■ **Available records**:
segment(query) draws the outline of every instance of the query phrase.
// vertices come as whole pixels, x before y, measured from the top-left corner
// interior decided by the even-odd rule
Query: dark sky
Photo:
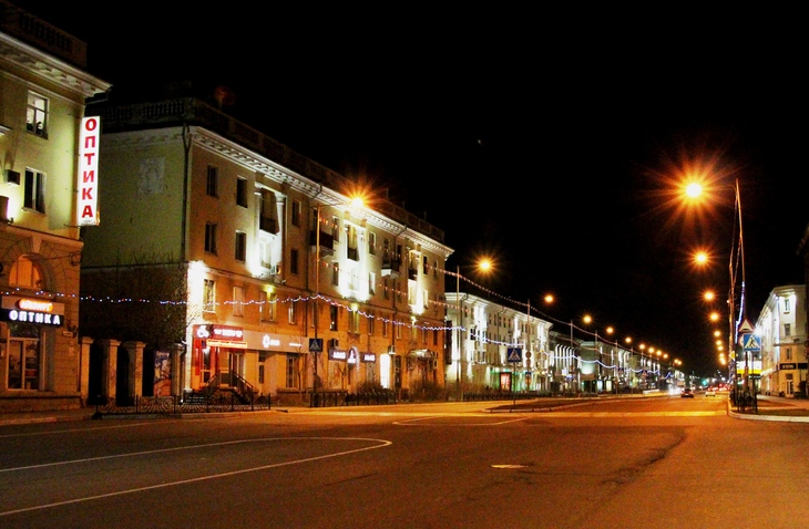
[[[754,323],[775,287],[805,281],[805,45],[760,12],[18,3],[86,41],[113,91],[228,86],[229,113],[443,229],[448,269],[491,255],[493,292],[553,292],[542,310],[563,332],[590,313],[686,371],[726,372],[702,292],[727,298],[736,178]],[[724,200],[699,221],[670,194],[689,167]],[[698,271],[702,246],[715,261]]]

■ **What you should do**:
Copy the lines above word for word, leaving out the pictures.

■ **Answer to this exercise**:
segment(query) draws the outline of every instance of the query phrase.
// vertices come as whole pixels, x before y, measured from the top-left corner
// interior decided by the even-odd rule
Query: dark sky
Photo:
[[[754,323],[775,287],[805,281],[805,45],[760,12],[18,3],[86,41],[113,91],[228,86],[229,113],[443,229],[448,269],[491,255],[493,292],[553,292],[542,310],[563,332],[590,313],[686,371],[726,372],[702,292],[727,298],[736,178]],[[724,200],[699,221],[670,194],[689,167]],[[698,271],[702,246],[715,261]]]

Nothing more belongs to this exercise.